_MATERIAL SHOWN_

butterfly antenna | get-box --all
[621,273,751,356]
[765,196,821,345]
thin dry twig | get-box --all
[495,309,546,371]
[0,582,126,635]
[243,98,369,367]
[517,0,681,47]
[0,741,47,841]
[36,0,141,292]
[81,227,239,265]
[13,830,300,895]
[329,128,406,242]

_REQUIRED WORK_
Could you copy out every one of the lines above, character for character?

_SOLVED EXERCISE_
butterfly antenna | get-box --all
[621,273,751,356]
[765,196,821,345]
thin dry twig | get-box --all
[495,309,546,371]
[0,582,126,635]
[243,98,369,367]
[517,0,681,47]
[0,741,47,841]
[36,0,141,292]
[81,227,239,265]
[13,830,300,895]
[329,128,406,242]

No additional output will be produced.